Text segment:
* * * * *

Picture this: a Facebook News Feed that shows only updates from your friends. No brands chiming in to ask you to name their next product, or "like" their photo of garlic pills.

That describes the Facebook I -- and 12 million others -- knew in 2006, the year the site first unveiled News Feed. And that's the Facebook the company seems keen to bring back, judging from the News Feed redesign announced on Thursday.

Facebook's original News Feed didn't stay friend-focused for long. In 2007, the social network introduced Pages, profiles designed specifically for businesses and public figures. The new feature opened the floodgates for brands, bloggers, corporations, singers and celebrities to push their messages alongside updates from people Facebook members knew personally. The social network promised its site would "always stay clutter-free and clean," but as Facebook acknowledged with its latest revamp of News Feed -- "a new version ... designed to reduce clutter" -- it hasn't quite kept that promise.

Over the last several years, Facebook has morphed from a sort of living room into a trade show of people trying to sell stuff. Our friends, of course, were always selling us the fantasy of lives filled with lush dinner parties and adoring boyfriends. But now American Express is selling us its love for small business owners, while Lay's sells us its new line of chips and a department store sells us the idea of dropping by its sale this weekend. Meanwhile, on top of it all, Facebook is selling our time and attention.

The social network is no longer a place to catch up with friends; instead friends are now merely the wrappers Facebook can put around its ads.

In pursuit of making the world a more open and connected place, Facebook has also made it a more cluttered one. For five years, News Feed has folded disparate types of information into a single place, so that a best friend's photos get little more consideration than a news site's latest links.

But on Thursday, Facebook made a move to bring back some of the purity of News Feed, and make good on its claim to help people "connect with friends." In a brief press conference at its Menlo Park campus, Facebook announced users will soon have the option to choose between topic- and people-specific News Feeds.

One feed will be an "All Friends" stream that shows everything posted by a user's friends -- and friends only -- in chronological order, free from interruption by sponsors or companies.

"This has consistently been one of the most requested user features and we're excited to now offer it," a Facebook spokeswoman said in an email to The Huffington Post.

* * * * *

Records for this exercise:
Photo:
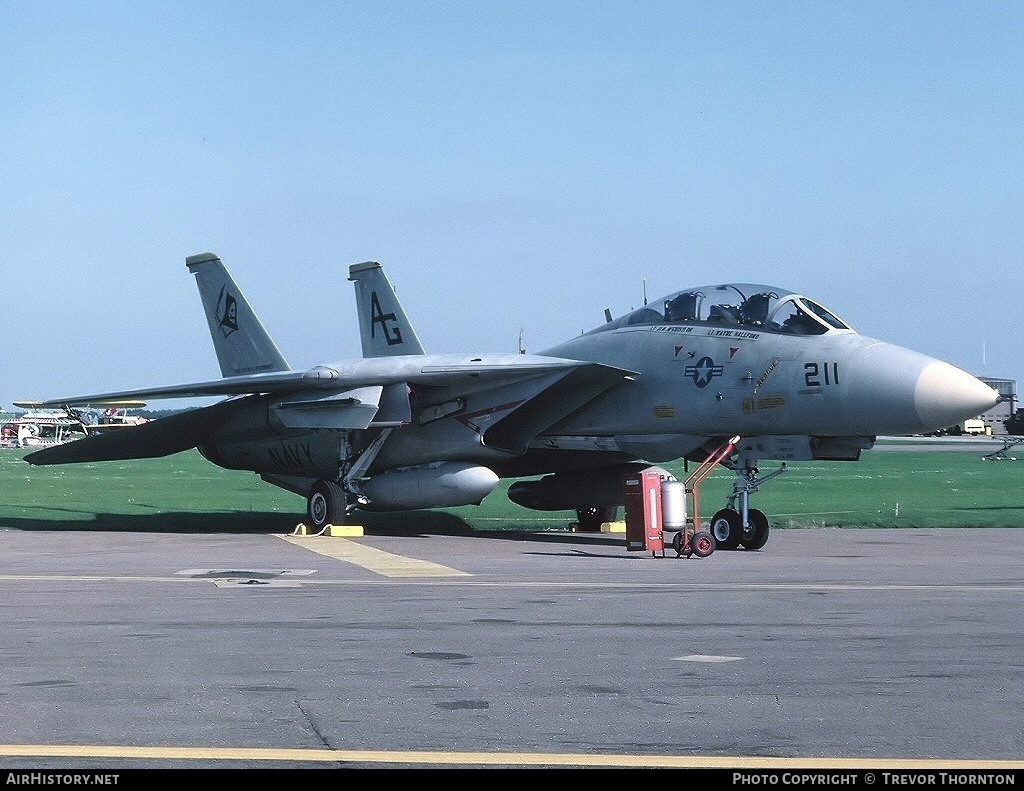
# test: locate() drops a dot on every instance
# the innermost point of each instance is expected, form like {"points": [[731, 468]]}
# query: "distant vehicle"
{"points": [[401, 429], [1015, 423], [975, 428], [40, 428]]}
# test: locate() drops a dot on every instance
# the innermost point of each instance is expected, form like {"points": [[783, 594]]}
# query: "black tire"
{"points": [[727, 529], [756, 534], [326, 504], [702, 543], [590, 519]]}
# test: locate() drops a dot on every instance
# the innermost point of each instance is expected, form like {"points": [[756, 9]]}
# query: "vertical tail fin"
{"points": [[384, 328], [243, 345]]}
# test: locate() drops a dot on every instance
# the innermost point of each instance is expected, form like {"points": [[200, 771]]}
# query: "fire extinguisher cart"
{"points": [[656, 503]]}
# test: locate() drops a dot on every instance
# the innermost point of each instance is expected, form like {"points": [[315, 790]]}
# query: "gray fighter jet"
{"points": [[401, 429]]}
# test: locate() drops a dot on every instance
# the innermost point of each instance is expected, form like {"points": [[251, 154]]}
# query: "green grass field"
{"points": [[185, 493]]}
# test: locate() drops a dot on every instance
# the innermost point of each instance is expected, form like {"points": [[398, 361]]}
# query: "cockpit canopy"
{"points": [[747, 305]]}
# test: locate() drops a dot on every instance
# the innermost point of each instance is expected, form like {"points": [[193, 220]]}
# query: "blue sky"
{"points": [[513, 165]]}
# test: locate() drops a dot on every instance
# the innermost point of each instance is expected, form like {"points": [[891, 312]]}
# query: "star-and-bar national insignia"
{"points": [[702, 372]]}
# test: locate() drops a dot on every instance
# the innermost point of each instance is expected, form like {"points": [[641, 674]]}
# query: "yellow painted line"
{"points": [[494, 758], [377, 560]]}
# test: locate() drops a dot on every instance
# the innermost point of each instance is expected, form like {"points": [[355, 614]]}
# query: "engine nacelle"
{"points": [[441, 485], [602, 488]]}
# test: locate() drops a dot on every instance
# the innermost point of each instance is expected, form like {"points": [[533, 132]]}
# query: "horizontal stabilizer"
{"points": [[147, 441]]}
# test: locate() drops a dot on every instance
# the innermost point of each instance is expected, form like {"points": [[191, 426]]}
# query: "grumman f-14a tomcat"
{"points": [[399, 429]]}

* * * * *

Work to do:
a - Repeat the News Feed piece from "In pursuit of" to "site's latest links.", replacing "cluttered" with "crowded".
b - Pull out each line of the listing that contains the word "national".

Task-by-task outputs:
a -
In pursuit of making the world a more open and connected place, Facebook has also made it a more crowded one. For five years, News Feed has folded disparate types of information into a single place, so that a best friend's photos get little more consideration than a news site's latest links.

b -
# query: "star-and-bar national insignia"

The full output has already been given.